**TASK REQUIREMENTS:** Find each line in the rows below that contains the string "background", matching case exactly, and copy those lines out in full.

==================================================

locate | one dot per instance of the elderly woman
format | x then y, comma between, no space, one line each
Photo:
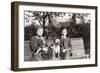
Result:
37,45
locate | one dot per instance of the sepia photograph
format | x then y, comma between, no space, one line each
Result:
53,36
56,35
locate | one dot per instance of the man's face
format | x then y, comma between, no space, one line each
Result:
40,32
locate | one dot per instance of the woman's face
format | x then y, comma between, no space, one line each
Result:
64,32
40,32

==================================================

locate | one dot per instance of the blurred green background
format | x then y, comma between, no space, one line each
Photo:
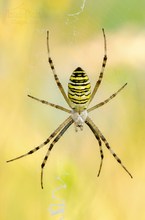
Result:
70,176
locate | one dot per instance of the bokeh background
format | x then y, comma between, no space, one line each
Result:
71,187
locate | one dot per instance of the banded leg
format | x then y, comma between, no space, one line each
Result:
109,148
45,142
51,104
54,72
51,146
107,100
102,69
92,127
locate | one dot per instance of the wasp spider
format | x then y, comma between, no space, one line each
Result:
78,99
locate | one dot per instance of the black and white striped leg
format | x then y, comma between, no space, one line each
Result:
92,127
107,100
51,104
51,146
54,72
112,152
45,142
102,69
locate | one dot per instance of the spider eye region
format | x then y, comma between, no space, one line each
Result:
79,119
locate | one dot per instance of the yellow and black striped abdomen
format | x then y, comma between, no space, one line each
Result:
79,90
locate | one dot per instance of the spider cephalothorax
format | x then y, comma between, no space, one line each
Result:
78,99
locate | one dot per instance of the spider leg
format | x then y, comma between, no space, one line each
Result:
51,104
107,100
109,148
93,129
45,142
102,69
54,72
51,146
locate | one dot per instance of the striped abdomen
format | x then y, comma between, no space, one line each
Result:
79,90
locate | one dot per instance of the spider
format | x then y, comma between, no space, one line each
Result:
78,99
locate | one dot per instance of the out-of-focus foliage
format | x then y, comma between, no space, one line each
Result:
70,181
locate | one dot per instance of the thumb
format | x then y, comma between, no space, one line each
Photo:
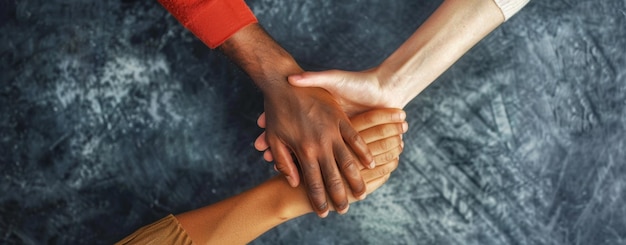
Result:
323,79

==================================================

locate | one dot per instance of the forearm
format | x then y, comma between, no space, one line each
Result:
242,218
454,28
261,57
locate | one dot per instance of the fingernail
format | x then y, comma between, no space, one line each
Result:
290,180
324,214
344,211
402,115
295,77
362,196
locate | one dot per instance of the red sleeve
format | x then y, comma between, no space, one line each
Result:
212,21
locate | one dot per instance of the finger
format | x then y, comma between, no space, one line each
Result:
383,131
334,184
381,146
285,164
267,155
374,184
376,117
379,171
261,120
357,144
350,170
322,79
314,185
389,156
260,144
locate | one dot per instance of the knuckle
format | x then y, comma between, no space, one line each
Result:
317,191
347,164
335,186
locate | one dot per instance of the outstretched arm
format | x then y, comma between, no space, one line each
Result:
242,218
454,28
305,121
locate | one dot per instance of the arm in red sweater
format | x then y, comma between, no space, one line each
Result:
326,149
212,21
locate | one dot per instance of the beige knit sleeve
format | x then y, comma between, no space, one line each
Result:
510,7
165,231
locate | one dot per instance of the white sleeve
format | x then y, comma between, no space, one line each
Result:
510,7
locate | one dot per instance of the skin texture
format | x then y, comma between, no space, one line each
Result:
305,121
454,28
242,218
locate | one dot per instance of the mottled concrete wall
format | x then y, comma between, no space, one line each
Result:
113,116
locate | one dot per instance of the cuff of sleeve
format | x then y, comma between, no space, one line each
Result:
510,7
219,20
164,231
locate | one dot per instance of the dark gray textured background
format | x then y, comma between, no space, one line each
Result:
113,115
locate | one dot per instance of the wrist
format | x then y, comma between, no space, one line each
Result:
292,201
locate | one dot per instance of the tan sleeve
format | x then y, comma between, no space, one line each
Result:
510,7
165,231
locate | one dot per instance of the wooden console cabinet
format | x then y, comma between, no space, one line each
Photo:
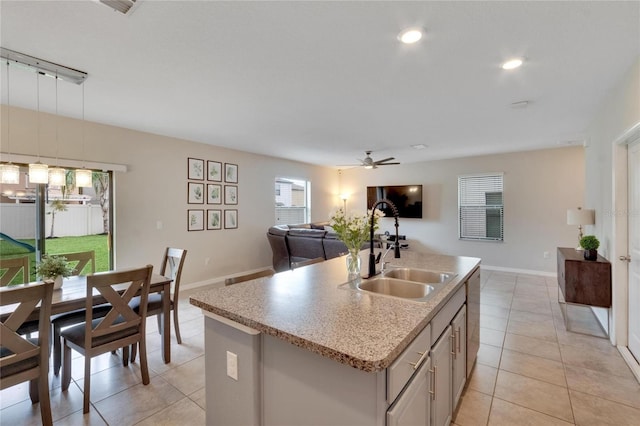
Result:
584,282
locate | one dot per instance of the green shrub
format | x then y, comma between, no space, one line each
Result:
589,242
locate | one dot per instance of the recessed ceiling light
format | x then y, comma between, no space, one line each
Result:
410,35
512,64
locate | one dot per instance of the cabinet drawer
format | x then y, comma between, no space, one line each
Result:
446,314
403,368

==================================================

**FINAL RESULT:**
locate | one dot per instance of the blurred green background
locate | one dot per instance of the bokeh background
locate | one dot per instance of the dark gray textured background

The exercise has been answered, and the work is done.